**Task:** Could you write out all the records once more, exactly?
··········
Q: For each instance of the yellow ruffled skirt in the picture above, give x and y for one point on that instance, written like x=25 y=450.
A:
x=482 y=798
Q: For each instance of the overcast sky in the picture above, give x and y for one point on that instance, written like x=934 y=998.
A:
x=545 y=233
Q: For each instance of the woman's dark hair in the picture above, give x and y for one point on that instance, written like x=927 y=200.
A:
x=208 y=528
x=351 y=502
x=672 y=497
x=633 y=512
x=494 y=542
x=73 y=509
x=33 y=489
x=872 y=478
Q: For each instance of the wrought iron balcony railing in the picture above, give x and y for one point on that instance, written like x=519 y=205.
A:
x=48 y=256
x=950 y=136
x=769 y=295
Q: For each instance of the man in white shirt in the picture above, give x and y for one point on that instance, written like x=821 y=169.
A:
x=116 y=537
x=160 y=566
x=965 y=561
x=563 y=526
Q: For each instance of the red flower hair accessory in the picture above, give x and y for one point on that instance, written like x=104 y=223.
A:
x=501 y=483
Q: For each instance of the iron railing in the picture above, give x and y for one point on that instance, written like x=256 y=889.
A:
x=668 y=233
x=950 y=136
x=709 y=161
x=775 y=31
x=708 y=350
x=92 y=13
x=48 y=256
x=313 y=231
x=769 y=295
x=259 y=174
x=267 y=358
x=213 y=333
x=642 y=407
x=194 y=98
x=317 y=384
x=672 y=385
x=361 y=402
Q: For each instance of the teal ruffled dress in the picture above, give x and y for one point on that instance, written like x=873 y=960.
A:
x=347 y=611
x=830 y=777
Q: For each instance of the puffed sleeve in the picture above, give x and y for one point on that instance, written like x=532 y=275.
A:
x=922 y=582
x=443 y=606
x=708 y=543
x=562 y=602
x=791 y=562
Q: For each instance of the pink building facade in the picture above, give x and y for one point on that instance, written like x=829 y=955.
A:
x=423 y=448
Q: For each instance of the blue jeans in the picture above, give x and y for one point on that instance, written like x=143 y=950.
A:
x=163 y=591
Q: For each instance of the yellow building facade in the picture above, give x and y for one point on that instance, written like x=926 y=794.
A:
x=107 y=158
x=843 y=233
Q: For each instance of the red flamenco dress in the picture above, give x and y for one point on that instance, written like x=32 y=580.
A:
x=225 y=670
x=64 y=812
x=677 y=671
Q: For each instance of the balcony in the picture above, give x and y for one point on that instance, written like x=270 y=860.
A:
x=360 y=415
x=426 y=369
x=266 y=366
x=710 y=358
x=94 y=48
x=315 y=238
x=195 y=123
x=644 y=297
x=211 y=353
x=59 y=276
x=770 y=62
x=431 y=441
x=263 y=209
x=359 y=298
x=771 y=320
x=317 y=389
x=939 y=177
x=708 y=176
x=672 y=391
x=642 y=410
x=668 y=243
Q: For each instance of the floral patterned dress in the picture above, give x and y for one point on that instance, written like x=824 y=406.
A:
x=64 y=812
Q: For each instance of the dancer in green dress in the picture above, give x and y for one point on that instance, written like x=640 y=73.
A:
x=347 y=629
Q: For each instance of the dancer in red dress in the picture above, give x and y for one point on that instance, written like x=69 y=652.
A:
··········
**Exercise answer:**
Q: For each instance of the yellow ruffled skirt in the picture above, give x and y for one point on that instance, written like x=25 y=450.
A:
x=482 y=798
Q: For each instance of the overcast sky in the picture above, give x and y for one point on that instance, written like x=934 y=998.
A:
x=545 y=233
Q: For each instance of the woman's dark hair in the picture above, give x and y for one point on that instance, written like x=927 y=200.
A:
x=208 y=528
x=351 y=502
x=672 y=497
x=633 y=512
x=494 y=542
x=73 y=509
x=33 y=489
x=872 y=478
Q: For each instance of the wrought iron balcony railing in the picture above, give x and y for one point on that instance, written like x=519 y=205.
A:
x=48 y=256
x=950 y=136
x=769 y=295
Q: For each instance of the man in white shirt in the picture above, give x and y for one point on that instance, written like x=821 y=169.
A:
x=116 y=537
x=160 y=566
x=965 y=561
x=563 y=526
Q: For each instance of the red flower hair accessory in the picture above, give x and y for one point on that instance, written like x=104 y=223.
A:
x=501 y=483
Q: For each instance of the iron railing in the picture above, give x and y for one point on that instance, written like x=256 y=889.
A:
x=668 y=233
x=950 y=136
x=709 y=161
x=775 y=31
x=708 y=350
x=92 y=13
x=48 y=256
x=313 y=231
x=769 y=295
x=259 y=174
x=267 y=358
x=213 y=333
x=642 y=407
x=194 y=98
x=317 y=384
x=672 y=385
x=361 y=402
Q: For each instance of the teal ruffled dress in the picture above, give x and y for one point on that instance, written like x=873 y=960.
A:
x=347 y=611
x=830 y=777
Q: For each instance of the puffed sleeve in the picture above, give x and y for one point on that instance, written like x=532 y=275.
A:
x=922 y=582
x=443 y=606
x=708 y=543
x=562 y=602
x=791 y=562
Q: For each instance of the pink building facade in the picture above, give x and y for one point on that instance, written like x=829 y=955.
A:
x=423 y=448
Q: For each instance of the blue jeans in the picture above, give x and y for one point on that instance, written like x=143 y=950.
A:
x=163 y=591
Q: For each instance of the yellow building facade in the picture above, give x and y for one point on that instance, written like x=926 y=794.
A:
x=107 y=158
x=843 y=233
Q: For each instance of the red flamenco dress in the picture above, give x and y for one point on that instance, written like x=32 y=580.
A:
x=225 y=670
x=64 y=812
x=677 y=671
Q: For each instance of the balcony in the picture above, give x and y for one point on that instance, written like x=270 y=860.
A:
x=360 y=415
x=426 y=369
x=266 y=366
x=710 y=358
x=94 y=48
x=315 y=238
x=195 y=123
x=644 y=297
x=211 y=353
x=59 y=276
x=770 y=62
x=431 y=441
x=263 y=209
x=359 y=298
x=771 y=320
x=317 y=389
x=939 y=177
x=708 y=176
x=672 y=391
x=642 y=410
x=668 y=243
Q: For each instance of the floral patterned dress in the picture above, give x and y for one point on that instance, written like x=824 y=406.
A:
x=64 y=812
Q: For each instance of the dancer in green dress in the picture above, give x and y for one point on that instance, written like x=640 y=73.
A:
x=347 y=629
Q: For each instance of the dancer in red dress in the picture above, give x and y for one point on that instance, written like x=69 y=652.
A:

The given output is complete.